Mr Lochhead, in the same issue ("MSP insists whisky firms not target in booze battle"), declares that "access to cheap ciders, wines and lagers on our local supermarket shelves are at the heart of the problem". The Government wants us to believe this because it fits their "solution". But it is nonsense.

The real problem is that there is not a single problem. Pricing cheap drink out of the market for pre-pub age teenagers who like to gather in impromptu shebeens might work, as a kind of prohibition-lite for this age-group; and here I agree with Mr Lochhead that this kind of behaviour may be a "route" into binge-drinking, the same kind of "gateway" argument used in connection with other drugs.

However, a couple of likely lads or lassies setting up for a night on the town are not going to be deterred by minimum pricing from blowing a couple of hours' wages on a bottle of vodka and a dozen tinnies as an amuse-bouche.

AVAILABLE DATA>
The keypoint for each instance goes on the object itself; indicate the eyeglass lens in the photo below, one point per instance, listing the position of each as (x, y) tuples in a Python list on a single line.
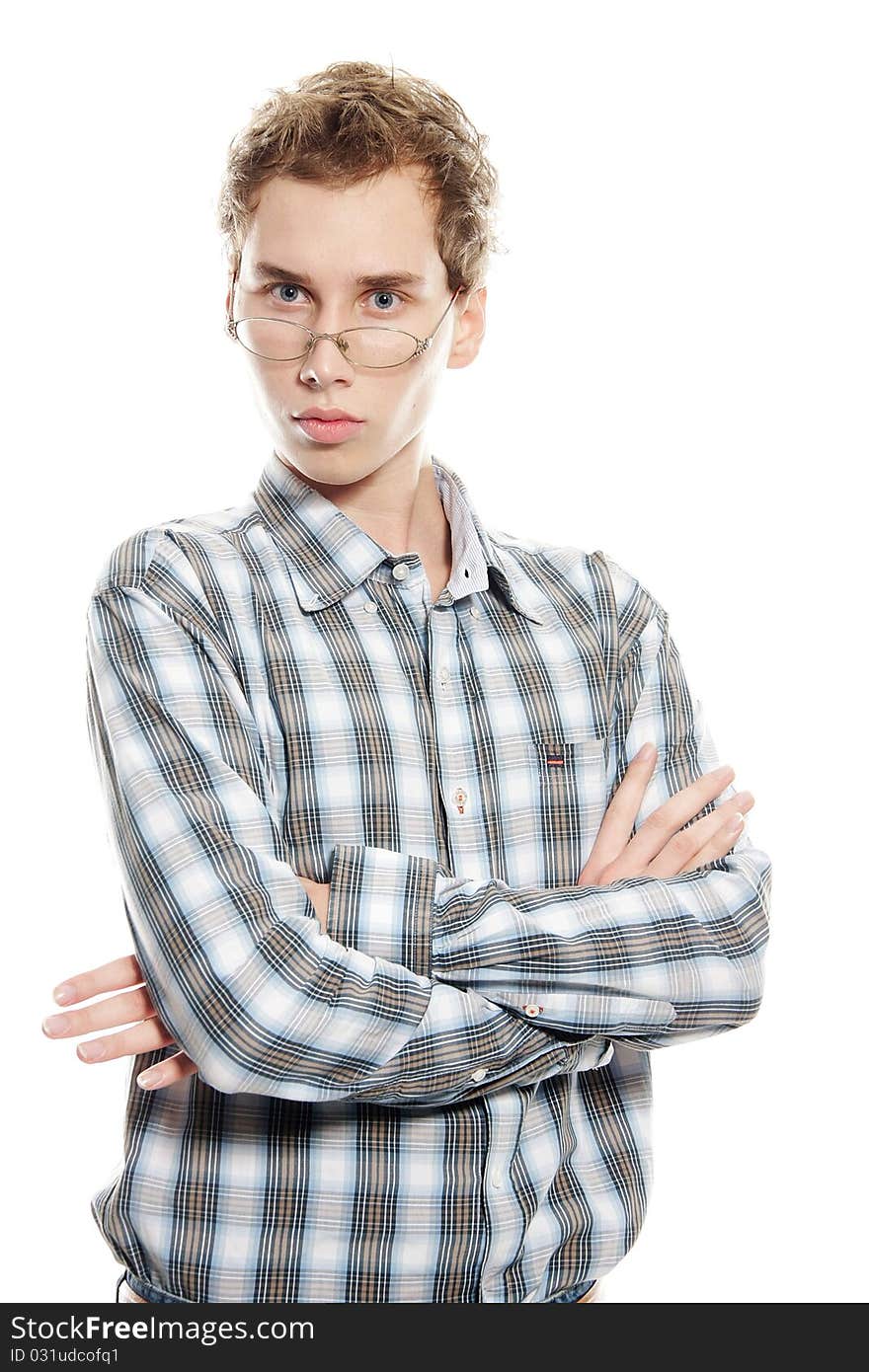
[(280, 341)]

WORK ORDER A> Revise the passage on minimum alcohol pricing, starting with "Mr Lochhead, in" and going on through "with other drugs.", with "teenagers" replaced by "adolescents".
WORK ORDER B> Write what follows the last sentence of the passage on minimum alcohol pricing.

YOUR RESPONSE A>
Mr Lochhead, in the same issue ("MSP insists whisky firms not target in booze battle"), declares that "access to cheap ciders, wines and lagers on our local supermarket shelves are at the heart of the problem". The Government wants us to believe this because it fits their "solution". But it is nonsense.

The real problem is that there is not a single problem. Pricing cheap drink out of the market for pre-pub age adolescents who like to gather in impromptu shebeens might work, as a kind of prohibition-lite for this age-group; and here I agree with Mr Lochhead that this kind of behaviour may be a "route" into binge-drinking, the same kind of "gateway" argument used in connection with other drugs.

YOUR RESPONSE B>
The public drunkenness, street disorder, violence, and mayhem in A&E that may well follow is the second problem, widely perceived as the main one. Most Press and TV pieces on what you call the "scourge on society" are illustrated with boys displaying their prowess by fighting in the street, and girls displaying their knickers by throwing up in the gutter.

Then, the third problem: those who - despite the propaganda, despite police vigilance, despite ever more Draconian penalties, despite public odium, despite the risk to themselves and innocent members of the public - drink and drive.

And finally, the truly low-profile problem, the picture nobody sees, nobody wants to see, the liver-damaged alcoholic wreck in a no-hopers' ward in an NHS hospital, often by way of domestic violence, loss of livelihood, broken relationships, with all the hurt and pain you so eloquently refer to in your editorial.

As you say in conclusion: "More radical measures are certainly required..." Here are some suggestions, and they are all expensive:

Better supervision of, and provision for, at-risk teenagers; more policing on the streets and in A&E departments; closer regulation of licensed premises, and proper training for staff; recognition by the courts that drunkenness is an aggravating, not extenuating, circumstance; an alcohol offenders' register, along the lines of that for sexual offenders; early intervention on problem drinkers by social services; expanded provision for alcohol counselling and rehabilitation, in and out of prison.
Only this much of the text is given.